TRECHO APRESENTADO:
————

Formação original da Tvdo. Foto: CineOP/Reprodução
Marcus Vinícius Beck
“A vida não imita a arte. Imita um programa ruim de televisão”, disse o poeta paranaense Paulo Leminski em verso que faz parte da obra “Toda Poesia”, lançada pela Companhia das Letras em 2013. Um dos nomes mais importantes da literatura brasileira produzida na segunda metade do século 20, Leminski tornou-se conhecido por suas tiradas hilárias, com as quais sempre dialogara com temas importantes da sociedade brasileira. Mas, ainda que a televisão tenha provocado discussões sobre manipulação da realidade, o potente meio de comunicação marca nossa vida e o nosso dia a dia desde 1950, ano em que Assis Chateaubriand a trouxera ao Brasil.
Aos 70 anos, recém-completados na última sexta-feira (19), a televisão encontra-se num ponto de virada à procura de resgatar a credibilidade arranhada nos últimos anos após a disseminação das mídias digitais. Em meio à onda de smartphones, lives e telas de plataformas de streaming, esquece-se que – nos primeiros anos após sua chegada ao País – uma geração de atores, produtores, técnicos e jornalistas precisara trabalhar com afinco para consolidar a criação de uma linguagem televisiva brasileira. Deu certo: “A Grande Família”, “Jornal Nacional”, “Roque Santeiro”, “Vale Tudo”, “Programa da Hebe” marcaram época e ditaram comportamentos ao longo das décadas.
A empreitada do audiovisual começou a engatinhar após iniciativa do magnata da mídia brasileira à época, Assis Chateaubriand, proprietário dos Diários Associados. No fatídico dia 18 de setembro de 1950, o barão mandou instalar 22 aparelhos televisivos em pontos específicos da cidade de São Paulo e no saguão dos Diários Associados. “Está no ar a PRF-3, TV Tupi de São Paulo, a primeira estação de televisão da América Latina”, anunciou, em um tom meio de improviso, o ator Walter Forster. Essa história é narrada com riqueza de detalhes na biografia “Chatô: O Rei do Brasil”, obra escrita pelo jornalista Fernando Moraes e publicada pela Companhia das Letras em 1994.

————

[Entradas de dados coletadas]
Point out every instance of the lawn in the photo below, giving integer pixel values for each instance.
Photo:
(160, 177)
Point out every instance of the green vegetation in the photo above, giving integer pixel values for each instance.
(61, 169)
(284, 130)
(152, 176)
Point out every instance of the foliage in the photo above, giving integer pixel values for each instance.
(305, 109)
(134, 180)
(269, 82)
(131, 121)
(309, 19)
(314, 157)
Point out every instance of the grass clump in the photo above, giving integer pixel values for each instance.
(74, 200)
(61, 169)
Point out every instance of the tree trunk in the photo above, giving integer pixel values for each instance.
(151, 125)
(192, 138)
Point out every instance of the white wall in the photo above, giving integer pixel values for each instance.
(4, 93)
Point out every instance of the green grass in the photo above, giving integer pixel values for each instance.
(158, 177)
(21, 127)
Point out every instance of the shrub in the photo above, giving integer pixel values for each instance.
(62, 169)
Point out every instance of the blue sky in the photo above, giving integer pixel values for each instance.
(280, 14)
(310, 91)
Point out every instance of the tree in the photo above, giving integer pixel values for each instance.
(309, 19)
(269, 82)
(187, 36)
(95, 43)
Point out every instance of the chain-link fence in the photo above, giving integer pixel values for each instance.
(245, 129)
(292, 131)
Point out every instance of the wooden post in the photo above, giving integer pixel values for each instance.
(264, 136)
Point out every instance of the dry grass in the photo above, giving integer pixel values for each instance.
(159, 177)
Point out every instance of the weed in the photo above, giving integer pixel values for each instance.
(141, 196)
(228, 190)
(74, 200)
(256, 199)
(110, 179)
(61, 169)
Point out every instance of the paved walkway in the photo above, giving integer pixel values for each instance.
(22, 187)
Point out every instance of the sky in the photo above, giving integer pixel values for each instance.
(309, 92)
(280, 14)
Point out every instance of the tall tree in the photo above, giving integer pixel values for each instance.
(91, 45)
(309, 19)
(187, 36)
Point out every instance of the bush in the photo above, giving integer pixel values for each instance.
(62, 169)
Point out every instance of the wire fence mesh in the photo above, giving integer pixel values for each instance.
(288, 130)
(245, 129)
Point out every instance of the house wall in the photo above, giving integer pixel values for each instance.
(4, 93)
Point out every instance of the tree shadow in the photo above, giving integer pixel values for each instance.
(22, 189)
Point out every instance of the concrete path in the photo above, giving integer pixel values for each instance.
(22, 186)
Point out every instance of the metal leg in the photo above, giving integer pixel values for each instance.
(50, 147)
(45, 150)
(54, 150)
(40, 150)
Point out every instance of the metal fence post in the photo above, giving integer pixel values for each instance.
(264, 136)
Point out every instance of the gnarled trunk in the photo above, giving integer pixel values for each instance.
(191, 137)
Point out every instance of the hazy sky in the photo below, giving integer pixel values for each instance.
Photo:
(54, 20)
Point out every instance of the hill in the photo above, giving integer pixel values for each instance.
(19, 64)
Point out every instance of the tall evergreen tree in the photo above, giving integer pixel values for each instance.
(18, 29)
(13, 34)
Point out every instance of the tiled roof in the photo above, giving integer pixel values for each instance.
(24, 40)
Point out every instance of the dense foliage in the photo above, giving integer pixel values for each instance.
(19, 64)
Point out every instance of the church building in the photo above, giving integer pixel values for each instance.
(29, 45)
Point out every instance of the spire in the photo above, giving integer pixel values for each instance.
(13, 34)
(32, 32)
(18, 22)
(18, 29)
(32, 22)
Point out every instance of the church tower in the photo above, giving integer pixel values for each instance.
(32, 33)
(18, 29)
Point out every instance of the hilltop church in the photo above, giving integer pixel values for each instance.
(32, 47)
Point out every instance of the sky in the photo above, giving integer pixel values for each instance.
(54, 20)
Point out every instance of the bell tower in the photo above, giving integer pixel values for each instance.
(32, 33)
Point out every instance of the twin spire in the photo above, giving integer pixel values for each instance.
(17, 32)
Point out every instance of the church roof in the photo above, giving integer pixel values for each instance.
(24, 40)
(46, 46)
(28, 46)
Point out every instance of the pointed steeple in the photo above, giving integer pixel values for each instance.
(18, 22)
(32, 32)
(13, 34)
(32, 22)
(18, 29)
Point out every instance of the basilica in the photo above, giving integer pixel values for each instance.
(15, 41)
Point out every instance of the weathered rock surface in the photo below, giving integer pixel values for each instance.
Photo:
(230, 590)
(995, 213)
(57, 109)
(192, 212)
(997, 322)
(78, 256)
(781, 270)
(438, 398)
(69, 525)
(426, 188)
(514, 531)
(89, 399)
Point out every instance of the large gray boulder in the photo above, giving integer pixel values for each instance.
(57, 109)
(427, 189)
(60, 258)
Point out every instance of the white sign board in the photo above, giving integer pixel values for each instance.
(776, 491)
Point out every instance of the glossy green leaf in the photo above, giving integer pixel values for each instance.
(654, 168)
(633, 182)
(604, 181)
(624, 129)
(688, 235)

————

O QUE FAZER:
• A. No texto sobre os 70 anos da televisão, com que objetivo uma geração de atores, produtores, técnicos e jornalistas precisou trabalhar com afinco nos primeiros anos após a chegada da TV ao País?
• B. Reproduza fielmente o trecho do texto sobre os 70 anos da televisão que começa nas palavras "A empreitada do" e termina depois de "Letras em 1994.".
A listagem não tem relação com o texto.

RESPOSTAS:
• A. Para consolidar a criação de uma linguagem televisiva brasileira. Segundo o texto, o esforço deu certo: programas como "A Grande Família", "Jornal Nacional", "Roque Santeiro", "Vale Tudo" e "Programa da Hebe" marcaram época e ditaram comportamentos ao longo das décadas.

• B.
A empreitada do audiovisual começou a engatinhar após iniciativa do magnata da mídia brasileira à época, Assis Chateaubriand, proprietário dos Diários Associados. No fatídico dia 18 de setembro de 1950, o barão mandou instalar 22 aparelhos televisivos em pontos específicos da cidade de São Paulo e no saguão dos Diários Associados. “Está no ar a PRF-3, TV Tupi de São Paulo, a primeira estação de televisão da América Latina”, anunciou, em um tom meio de improviso, o ator Walter Forster. Essa história é narrada com riqueza de detalhes na biografia “Chatô: O Rei do Brasil”, obra escrita pelo jornalista Fernando Moraes e publicada pela Companhia das Letras em 1994.